--- Excerpt provided Enclosed Below ---

Commi Pastry

Company: Full Time IHG Hotels & Resorts Sector: Hotel, Restaurant & Hospitality
  • Location: Doha, Qatar View on Map
  • Date Posted : April 28, 2024
  • Salary: Negotiable

About the job

  • Thorough knowledge of the establishment’s facilities and personnel involved.
  • Good knowledge of food service techniques and menu contents.
  • Strictly adheres to all recipes, methods and instructions from immediate supervisor.
  • Maintain correct preparation and presentation of a consistent level for all food items prepared.
  • Ensures food quality and standards are maintained at all times.
  • Ensures that mis-en-place is completed prior to service.
  • Adapt and respond to different shift patterns and section needs.
  • Respond maturely to any given situation without hesitation.
  • Report all important issues back to senior chef.

--- End of Enclosed Excerpt provided ---
--- Data to examine Enclosed Below ---

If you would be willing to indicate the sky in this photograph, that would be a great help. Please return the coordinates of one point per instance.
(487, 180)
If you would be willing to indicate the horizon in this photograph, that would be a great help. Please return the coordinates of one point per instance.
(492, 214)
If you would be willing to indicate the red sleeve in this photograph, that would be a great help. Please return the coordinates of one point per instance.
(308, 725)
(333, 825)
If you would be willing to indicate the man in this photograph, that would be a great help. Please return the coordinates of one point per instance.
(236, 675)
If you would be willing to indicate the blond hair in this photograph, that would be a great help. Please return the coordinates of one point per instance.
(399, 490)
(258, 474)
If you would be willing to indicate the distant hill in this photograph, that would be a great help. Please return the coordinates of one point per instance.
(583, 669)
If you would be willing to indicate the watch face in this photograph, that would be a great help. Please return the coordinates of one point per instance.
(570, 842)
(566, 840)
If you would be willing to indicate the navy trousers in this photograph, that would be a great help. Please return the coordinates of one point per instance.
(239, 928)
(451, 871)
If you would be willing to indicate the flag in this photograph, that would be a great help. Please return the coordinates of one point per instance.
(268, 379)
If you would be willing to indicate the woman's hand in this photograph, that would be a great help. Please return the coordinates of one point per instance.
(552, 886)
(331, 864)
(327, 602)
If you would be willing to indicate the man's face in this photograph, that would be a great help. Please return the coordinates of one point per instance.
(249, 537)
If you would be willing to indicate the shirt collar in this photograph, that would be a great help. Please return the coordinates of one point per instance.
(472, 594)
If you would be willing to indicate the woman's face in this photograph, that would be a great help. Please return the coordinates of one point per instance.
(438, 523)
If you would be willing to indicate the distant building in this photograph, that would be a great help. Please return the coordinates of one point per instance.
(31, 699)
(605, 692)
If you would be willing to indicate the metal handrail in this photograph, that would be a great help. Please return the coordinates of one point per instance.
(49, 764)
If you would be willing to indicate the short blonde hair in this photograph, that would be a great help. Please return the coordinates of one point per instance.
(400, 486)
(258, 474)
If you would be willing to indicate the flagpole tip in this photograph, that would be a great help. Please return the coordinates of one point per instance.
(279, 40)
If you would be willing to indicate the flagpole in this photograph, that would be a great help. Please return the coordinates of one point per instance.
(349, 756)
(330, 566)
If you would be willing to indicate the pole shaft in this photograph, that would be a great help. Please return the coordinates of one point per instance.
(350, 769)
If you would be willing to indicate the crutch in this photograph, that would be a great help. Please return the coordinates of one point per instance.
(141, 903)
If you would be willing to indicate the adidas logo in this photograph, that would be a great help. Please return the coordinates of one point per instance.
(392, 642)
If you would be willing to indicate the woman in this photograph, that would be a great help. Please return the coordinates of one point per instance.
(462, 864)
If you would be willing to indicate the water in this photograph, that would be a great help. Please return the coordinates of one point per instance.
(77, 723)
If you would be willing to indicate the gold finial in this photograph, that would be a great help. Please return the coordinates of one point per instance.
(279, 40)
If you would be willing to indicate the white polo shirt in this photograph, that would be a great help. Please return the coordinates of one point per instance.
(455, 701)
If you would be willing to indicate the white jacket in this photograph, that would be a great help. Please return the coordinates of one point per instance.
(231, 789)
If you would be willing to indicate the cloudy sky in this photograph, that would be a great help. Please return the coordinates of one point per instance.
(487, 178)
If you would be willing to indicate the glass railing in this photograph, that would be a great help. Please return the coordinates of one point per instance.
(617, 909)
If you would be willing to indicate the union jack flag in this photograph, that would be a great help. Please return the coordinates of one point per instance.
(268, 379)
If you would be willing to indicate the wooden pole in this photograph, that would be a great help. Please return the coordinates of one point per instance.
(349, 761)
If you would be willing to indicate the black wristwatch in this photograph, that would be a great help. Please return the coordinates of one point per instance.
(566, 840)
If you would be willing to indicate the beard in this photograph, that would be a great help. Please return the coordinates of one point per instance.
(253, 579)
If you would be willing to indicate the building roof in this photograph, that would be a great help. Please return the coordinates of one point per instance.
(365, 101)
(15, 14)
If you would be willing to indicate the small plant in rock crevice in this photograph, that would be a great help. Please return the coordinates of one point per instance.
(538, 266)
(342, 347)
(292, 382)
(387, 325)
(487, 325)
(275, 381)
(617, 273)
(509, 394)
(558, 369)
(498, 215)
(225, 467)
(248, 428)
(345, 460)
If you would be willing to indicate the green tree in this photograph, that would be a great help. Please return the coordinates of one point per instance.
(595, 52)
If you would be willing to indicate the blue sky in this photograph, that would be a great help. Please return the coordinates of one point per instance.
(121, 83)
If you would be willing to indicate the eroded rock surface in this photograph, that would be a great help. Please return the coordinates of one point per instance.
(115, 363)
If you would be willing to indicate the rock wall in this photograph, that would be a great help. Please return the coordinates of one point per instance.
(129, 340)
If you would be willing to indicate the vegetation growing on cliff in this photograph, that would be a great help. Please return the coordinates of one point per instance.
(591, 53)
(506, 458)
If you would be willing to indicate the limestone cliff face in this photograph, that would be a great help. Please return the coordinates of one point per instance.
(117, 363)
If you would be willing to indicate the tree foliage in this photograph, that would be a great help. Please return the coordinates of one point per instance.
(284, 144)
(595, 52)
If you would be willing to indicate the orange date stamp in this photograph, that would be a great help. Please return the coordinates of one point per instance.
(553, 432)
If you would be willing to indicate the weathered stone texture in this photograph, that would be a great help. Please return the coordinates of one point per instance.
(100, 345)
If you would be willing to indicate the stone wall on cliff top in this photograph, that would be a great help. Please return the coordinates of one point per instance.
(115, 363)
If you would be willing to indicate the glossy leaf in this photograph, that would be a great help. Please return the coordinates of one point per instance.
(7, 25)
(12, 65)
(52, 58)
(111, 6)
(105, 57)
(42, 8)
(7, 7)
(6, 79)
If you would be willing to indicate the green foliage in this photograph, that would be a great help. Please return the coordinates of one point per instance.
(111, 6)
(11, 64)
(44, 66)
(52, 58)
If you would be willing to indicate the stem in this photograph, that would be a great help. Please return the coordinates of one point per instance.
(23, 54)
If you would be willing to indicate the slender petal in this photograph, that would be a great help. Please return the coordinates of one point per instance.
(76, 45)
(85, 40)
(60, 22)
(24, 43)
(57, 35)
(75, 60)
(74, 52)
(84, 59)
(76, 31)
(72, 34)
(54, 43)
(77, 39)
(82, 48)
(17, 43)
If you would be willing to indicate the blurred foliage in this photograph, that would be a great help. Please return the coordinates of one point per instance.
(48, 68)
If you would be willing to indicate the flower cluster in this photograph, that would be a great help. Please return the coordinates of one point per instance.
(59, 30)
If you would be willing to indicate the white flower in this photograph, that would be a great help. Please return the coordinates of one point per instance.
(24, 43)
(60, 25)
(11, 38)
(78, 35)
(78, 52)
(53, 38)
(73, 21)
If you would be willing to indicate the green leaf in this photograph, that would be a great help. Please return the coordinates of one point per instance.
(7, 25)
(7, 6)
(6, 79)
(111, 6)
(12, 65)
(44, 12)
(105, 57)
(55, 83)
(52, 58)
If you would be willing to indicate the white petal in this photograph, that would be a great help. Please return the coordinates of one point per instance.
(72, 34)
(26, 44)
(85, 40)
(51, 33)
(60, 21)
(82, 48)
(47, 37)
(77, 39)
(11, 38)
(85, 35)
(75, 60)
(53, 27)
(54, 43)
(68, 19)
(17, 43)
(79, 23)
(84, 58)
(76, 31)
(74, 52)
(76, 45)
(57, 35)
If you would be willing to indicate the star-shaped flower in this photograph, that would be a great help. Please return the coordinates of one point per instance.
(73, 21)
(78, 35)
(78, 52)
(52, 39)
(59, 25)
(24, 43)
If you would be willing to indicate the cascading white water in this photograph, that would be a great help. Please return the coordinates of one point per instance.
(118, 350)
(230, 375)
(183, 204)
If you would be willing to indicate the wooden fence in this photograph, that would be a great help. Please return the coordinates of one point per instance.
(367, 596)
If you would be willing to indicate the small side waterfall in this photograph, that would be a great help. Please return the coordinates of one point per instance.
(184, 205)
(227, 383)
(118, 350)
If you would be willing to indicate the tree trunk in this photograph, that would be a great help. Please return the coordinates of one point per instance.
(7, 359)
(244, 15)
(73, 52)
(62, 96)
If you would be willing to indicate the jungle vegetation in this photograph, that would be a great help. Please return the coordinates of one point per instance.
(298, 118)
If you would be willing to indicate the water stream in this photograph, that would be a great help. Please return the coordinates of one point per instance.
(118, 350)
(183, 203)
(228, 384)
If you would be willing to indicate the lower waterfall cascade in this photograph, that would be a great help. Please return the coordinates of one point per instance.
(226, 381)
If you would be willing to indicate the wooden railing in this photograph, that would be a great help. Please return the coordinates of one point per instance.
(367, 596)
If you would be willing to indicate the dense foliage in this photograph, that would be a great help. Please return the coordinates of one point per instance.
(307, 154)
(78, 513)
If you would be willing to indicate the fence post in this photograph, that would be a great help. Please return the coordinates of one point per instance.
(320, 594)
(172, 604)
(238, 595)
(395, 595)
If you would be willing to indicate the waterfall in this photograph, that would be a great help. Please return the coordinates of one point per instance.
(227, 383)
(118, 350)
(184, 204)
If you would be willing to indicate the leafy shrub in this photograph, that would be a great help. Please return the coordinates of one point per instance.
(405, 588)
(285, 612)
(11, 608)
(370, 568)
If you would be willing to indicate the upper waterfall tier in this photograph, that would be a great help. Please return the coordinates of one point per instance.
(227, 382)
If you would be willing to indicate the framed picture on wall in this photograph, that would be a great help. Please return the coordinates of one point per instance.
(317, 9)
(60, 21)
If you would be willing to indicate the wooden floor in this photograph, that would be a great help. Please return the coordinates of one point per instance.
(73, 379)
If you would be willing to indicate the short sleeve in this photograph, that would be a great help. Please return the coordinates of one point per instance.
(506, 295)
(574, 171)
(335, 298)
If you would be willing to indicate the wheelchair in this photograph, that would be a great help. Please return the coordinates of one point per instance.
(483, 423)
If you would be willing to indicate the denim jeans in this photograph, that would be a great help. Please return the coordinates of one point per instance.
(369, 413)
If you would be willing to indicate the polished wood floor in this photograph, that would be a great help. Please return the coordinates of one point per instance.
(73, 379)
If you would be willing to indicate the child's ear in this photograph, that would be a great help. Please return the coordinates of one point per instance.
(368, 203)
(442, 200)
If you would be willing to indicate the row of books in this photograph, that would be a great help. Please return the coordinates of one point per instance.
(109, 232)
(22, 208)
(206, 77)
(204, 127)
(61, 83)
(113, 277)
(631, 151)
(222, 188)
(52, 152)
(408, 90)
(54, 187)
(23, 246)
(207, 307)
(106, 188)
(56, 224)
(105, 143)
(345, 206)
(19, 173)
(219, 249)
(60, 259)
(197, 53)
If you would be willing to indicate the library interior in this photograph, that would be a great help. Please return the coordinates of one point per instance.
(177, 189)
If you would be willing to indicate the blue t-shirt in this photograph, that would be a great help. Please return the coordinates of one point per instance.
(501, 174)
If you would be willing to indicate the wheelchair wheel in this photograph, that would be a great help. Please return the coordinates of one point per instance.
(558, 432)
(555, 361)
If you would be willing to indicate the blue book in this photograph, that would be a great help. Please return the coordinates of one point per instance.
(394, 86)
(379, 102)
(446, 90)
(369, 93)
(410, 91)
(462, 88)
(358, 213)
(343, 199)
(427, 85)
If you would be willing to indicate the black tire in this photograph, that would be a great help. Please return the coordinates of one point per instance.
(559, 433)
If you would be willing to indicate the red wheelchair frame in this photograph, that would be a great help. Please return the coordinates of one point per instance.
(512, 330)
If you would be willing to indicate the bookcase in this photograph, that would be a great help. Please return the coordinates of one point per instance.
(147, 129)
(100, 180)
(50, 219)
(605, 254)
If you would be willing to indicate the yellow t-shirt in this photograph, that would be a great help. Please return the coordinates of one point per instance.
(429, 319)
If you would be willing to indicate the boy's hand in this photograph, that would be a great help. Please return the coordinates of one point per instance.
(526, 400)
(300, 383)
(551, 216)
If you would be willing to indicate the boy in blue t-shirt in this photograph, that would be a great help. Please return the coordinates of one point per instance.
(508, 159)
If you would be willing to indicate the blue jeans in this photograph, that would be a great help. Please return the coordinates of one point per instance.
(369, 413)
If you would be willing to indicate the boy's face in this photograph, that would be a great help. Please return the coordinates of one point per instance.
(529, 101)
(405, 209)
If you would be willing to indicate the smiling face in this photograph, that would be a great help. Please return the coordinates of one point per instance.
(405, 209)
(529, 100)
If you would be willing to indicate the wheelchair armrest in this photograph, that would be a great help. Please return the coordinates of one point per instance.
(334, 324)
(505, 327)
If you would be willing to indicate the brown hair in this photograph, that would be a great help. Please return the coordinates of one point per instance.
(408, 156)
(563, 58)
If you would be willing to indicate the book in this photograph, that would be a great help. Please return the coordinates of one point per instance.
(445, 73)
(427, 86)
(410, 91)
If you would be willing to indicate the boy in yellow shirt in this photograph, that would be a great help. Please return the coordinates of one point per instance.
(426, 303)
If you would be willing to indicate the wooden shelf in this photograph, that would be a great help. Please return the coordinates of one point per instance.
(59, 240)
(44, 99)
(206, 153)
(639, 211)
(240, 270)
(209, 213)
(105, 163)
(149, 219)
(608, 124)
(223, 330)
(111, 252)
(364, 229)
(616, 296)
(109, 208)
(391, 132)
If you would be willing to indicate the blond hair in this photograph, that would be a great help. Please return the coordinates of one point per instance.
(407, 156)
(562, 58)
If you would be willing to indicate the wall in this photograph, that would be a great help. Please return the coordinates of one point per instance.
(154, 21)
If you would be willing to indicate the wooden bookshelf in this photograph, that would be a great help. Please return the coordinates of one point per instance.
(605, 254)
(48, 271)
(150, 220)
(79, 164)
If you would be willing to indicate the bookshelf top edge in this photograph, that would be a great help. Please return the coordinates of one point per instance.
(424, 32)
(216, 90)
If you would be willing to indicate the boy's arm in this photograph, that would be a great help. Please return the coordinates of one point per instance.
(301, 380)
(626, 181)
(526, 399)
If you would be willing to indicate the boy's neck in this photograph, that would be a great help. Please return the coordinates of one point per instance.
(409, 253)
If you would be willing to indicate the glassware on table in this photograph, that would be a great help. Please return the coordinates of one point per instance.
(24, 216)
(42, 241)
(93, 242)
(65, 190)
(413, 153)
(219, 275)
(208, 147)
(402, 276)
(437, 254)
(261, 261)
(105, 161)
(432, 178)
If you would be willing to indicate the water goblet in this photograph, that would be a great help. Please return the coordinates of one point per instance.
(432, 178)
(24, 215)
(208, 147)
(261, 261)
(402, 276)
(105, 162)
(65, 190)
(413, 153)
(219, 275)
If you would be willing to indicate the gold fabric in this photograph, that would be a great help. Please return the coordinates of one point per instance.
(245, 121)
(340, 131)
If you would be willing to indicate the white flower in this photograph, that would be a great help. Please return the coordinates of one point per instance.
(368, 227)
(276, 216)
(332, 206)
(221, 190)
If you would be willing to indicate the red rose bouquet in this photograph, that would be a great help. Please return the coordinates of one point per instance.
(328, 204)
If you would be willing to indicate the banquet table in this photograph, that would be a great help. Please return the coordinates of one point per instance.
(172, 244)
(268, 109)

--- End of Enclosed Data to examine ---

Please set down the part of the Commi Pastry job posting from "Company: Full Time" to "from immediate supervisor.", word for word.

Company: Full Time IHG Hotels & Resorts Sector: Hotel, Restaurant & Hospitality
  • Location: Doha, Qatar View on Map
  • Date Posted : April 28, 2024
  • Salary: Negotiable

About the job

  • Thorough knowledge of the establishment’s facilities and personnel involved.
  • Good knowledge of food service techniques and menu contents.
  • Strictly adheres to all recipes, methods and instructions from immediate supervisor.